According to the method of undetermined coefficients, to find a particular solution to the differential equation,

$\mathrm{ay}\text{'}\text{'}+\mathrm{by}\text{'}+\mathrm{cy}=\left\{\begin{array}{l}{\mathrm{Ct}}^{\mathrm{m}}{\mathrm{e}}^{\mathrm{\alpha t}}\mathrm{cos\beta t}\\ \mathrm{or}\\ {\mathrm{Ct}}^{\mathrm{m}}{\mathrm{e}}^{\mathrm{\alpha t}}\mathrm{sin\beta t}\end{array}\right\}$

For, $\mathrm{\beta }\ne 0$ then use the form;

$({\mathrm{A}}_{\mathrm{m}}{\mathrm{t}}^{\mathrm{m}}+...+{\mathrm{A}}_1\mathrm{t}+{\mathrm{A}}_0){\mathrm{e}}^{\mathrm{\alpha t}}\mathrm{cos\beta t}+{\mathrm{t}}^{\mathrm{s}}({\mathrm{B}}_{\mathrm{m}}{\mathrm{t}}^{\mathrm{m}}+...+{\mathrm{B}}_1\mathrm{t}+{\mathrm{B}}_0){\mathrm{e}}^{\mathrm{\alpha t}}\mathrm{sin\beta t}$

With s = 1 if $\mathrm{\alpha }+\mathrm{i\beta }$  is a root of the associated auxiliary equation, and s = 0 if $\mathrm{\alpha }+\mathrm{i\beta }$ is not a root of the associated auxiliary equation.

◆ **Exercise instructions**:
Please give the value of s that the undetermined coefficients text assigns when α + iβ is a root of the associated auxiliary equation.

◆ **Provided data**:
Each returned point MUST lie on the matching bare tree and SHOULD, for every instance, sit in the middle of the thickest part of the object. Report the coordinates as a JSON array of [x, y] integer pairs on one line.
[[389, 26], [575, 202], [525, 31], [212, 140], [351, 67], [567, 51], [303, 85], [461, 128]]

◆ **Solution for this problem**:
s = 1